### WHAT YOU HAVE TO DO
In the listing below, change "blue" to "navy" and leave everything else untouched.

### Excerpts from location labeling data
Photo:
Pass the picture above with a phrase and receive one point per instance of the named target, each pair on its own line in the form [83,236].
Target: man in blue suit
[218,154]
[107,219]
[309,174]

### WRITTEN RESPONSE
Photo:
Pass the picture above with a phrase and receive one point per instance of the named target, each pair on its own line in the form [83,236].
Target: man in navy suit
[218,154]
[107,219]
[309,174]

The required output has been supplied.